◆ **TASK PROMPT**: Count the lines in the rows below that contain the string "mist". Give only the number.

◆ **PROVIDED DATA**:
++++++++++++++++++++

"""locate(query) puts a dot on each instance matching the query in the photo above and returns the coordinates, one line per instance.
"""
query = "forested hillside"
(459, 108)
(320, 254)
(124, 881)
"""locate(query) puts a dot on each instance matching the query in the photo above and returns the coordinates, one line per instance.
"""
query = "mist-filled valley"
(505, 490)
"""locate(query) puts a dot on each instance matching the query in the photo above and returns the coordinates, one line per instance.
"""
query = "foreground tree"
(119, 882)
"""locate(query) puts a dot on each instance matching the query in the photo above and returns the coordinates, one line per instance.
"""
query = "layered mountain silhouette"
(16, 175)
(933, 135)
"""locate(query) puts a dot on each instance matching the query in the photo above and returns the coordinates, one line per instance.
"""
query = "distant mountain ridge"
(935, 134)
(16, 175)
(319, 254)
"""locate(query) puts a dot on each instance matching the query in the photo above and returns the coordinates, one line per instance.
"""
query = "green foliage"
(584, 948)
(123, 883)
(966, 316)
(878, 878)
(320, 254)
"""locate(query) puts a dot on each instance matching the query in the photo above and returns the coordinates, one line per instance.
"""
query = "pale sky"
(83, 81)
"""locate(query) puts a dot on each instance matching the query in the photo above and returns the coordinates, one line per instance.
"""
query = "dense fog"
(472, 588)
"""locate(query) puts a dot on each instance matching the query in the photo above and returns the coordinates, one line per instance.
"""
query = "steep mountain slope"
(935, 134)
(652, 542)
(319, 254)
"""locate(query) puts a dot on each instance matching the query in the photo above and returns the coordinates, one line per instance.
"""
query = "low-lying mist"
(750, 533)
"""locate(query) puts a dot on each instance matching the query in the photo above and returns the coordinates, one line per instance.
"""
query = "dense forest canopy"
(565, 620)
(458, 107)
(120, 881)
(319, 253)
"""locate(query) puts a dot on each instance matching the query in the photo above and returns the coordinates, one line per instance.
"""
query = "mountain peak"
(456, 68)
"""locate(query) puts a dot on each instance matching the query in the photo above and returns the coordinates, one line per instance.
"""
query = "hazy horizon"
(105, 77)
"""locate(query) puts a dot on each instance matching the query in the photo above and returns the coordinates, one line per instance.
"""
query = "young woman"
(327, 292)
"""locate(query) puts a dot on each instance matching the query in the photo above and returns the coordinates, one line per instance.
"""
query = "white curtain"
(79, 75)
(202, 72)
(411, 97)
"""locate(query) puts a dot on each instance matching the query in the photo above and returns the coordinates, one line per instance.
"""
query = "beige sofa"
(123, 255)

++++++++++++++++++++

◆ **ANSWER FOR THIS EXERCISE**: 2